(Dataset entries)
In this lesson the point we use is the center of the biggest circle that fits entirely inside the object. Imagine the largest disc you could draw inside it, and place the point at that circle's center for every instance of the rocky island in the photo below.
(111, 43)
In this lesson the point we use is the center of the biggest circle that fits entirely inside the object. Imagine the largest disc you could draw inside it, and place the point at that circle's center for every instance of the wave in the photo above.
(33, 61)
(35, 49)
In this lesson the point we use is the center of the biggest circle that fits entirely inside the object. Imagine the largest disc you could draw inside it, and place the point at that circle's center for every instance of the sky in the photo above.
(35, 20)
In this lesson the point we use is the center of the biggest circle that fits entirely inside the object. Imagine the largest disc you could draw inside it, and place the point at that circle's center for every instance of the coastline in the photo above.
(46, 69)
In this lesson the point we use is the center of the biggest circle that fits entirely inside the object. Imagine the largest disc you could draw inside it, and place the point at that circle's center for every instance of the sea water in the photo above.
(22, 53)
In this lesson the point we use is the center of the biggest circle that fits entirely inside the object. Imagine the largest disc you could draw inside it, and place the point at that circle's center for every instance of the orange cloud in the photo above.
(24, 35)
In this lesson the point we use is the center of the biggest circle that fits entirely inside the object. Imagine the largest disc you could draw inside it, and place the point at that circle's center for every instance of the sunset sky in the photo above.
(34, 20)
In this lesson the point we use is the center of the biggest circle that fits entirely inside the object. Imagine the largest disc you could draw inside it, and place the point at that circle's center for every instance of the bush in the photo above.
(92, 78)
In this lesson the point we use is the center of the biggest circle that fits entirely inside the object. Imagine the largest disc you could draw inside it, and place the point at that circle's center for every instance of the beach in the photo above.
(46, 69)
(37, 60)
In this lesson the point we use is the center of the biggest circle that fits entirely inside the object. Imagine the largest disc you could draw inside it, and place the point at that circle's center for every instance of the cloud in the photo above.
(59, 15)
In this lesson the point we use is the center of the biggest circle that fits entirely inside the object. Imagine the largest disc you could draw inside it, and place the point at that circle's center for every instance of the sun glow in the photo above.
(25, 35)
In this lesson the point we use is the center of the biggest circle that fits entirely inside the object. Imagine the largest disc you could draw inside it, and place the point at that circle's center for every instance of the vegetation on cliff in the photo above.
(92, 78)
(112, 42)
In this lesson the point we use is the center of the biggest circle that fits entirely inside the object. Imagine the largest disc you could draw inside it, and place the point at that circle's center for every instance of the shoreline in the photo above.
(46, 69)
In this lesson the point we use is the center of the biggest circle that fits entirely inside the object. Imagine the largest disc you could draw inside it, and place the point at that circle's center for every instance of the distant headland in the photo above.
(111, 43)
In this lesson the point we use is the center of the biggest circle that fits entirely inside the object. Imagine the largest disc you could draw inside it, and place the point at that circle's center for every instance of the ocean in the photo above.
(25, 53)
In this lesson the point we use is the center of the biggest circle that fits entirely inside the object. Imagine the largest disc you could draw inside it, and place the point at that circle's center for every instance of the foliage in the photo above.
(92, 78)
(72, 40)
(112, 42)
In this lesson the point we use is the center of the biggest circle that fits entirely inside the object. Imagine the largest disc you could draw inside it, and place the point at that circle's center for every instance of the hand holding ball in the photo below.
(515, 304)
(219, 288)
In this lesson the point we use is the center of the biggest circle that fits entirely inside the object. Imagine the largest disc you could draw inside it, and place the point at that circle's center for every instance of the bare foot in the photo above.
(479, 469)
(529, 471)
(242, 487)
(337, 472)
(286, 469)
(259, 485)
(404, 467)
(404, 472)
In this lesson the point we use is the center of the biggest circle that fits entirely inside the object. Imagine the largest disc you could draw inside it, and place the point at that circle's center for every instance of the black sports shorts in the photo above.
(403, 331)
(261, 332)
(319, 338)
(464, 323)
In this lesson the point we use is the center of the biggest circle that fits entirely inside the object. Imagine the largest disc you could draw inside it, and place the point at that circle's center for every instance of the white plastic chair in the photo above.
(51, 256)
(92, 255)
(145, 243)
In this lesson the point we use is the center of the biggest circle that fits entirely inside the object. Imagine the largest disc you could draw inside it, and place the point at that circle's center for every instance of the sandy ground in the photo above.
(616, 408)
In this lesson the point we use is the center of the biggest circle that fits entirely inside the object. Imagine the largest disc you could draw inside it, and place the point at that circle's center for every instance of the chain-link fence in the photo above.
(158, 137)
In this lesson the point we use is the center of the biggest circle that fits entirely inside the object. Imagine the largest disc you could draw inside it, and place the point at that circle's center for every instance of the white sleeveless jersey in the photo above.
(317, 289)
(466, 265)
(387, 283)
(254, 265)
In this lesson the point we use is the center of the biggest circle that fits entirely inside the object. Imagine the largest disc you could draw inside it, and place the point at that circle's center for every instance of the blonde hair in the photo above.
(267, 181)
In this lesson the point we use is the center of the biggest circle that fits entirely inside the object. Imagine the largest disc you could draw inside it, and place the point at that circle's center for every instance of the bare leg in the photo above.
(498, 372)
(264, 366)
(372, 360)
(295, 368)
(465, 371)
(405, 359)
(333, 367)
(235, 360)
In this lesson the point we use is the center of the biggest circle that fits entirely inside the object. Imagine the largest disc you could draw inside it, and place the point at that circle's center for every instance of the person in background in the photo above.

Instructions for the task: Copy exactly the lines of the listing above, beginning at the line with "jersey in the photo above." and ending at its final line; write out nothing else.

The reply:
In this lesson the point we use is the center of the biggest circle that fits entirely inside the object. Imagine the largest disc you could draw inside it, and place the point at that circle's center for every instance of the white sleeveless jersey in the photo above.
(317, 289)
(466, 265)
(387, 283)
(254, 265)
In this lesson the point we use is the center of the biggest circle that fits entirely inside the object. Imagine the largest disc you could draw inside it, and place the point at that circle's center for every instance of the blonde hair in the photo above.
(267, 181)
In this lesson the point we use is the center of the biggest circle that fits entirely inside the object. Imagine the largest disc you could draw inside it, and place the point at that circle's center for every instance of the bare leg in the photo above.
(498, 372)
(264, 366)
(372, 360)
(295, 368)
(465, 371)
(405, 359)
(333, 367)
(235, 360)
In this lesson the point we use is the center of the biggest circle that fits entirely inside the object. Imagine the largest disc you could draw inside it, and place the point at that circle's center for every instance of the person in background in the photo above.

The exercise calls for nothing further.